*EXERCISE*
Output only the lines below from the one containing "Tag the window" to the one containing "Tag the man's right", exactly as written, both ends kept.

[Start of Attachment]

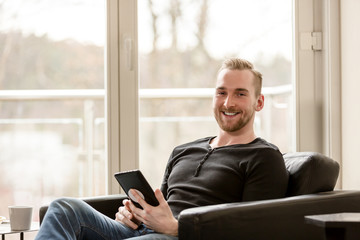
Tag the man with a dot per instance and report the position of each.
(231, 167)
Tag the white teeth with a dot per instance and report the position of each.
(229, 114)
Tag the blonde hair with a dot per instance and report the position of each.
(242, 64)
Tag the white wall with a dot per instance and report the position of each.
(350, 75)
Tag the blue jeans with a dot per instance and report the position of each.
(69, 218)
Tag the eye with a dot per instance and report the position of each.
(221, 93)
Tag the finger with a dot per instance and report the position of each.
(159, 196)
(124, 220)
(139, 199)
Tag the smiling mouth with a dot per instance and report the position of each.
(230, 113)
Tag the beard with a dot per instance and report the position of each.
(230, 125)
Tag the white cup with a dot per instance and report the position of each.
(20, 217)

[End of Attachment]
[Start of Attachment]

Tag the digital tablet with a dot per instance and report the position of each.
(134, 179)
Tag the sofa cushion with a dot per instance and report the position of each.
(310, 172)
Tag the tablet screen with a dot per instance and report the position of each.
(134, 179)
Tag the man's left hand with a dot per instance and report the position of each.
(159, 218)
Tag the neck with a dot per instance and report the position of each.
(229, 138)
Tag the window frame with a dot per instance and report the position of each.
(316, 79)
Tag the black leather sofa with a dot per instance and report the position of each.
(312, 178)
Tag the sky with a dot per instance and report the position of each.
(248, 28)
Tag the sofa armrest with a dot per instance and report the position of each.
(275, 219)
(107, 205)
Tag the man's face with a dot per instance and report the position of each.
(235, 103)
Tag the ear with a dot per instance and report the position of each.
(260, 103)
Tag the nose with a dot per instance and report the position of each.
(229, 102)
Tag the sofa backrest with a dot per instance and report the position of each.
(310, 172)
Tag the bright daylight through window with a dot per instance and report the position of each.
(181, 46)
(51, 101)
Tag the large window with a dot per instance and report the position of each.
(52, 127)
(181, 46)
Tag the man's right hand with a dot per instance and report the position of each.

[End of Attachment]

*THE COMPLETED TASK*
Tag the window frame with a dot per instance and report the position of each.
(316, 79)
Tag the black leather sofa with a dot per instance and report the position of each.
(312, 178)
Tag the sky with a dot per instance and report the position of each.
(248, 28)
Tag the sofa armrest with a dot per instance and report the position of each.
(275, 219)
(107, 205)
Tag the man's face with a dot per instance and report the position of each.
(235, 103)
Tag the ear with a dot per instance and report the position of each.
(260, 103)
Tag the nose with a dot per instance and report the position of each.
(229, 102)
Tag the sofa backrest with a dot per instance and report the position of each.
(310, 172)
Tag the bright daylight through window with a dot per instance and report the position of each.
(181, 46)
(51, 101)
Tag the large window with a dot per instance and report the position of each.
(52, 127)
(181, 46)
Tag the man's right hand with a dot per instance and report the position of each.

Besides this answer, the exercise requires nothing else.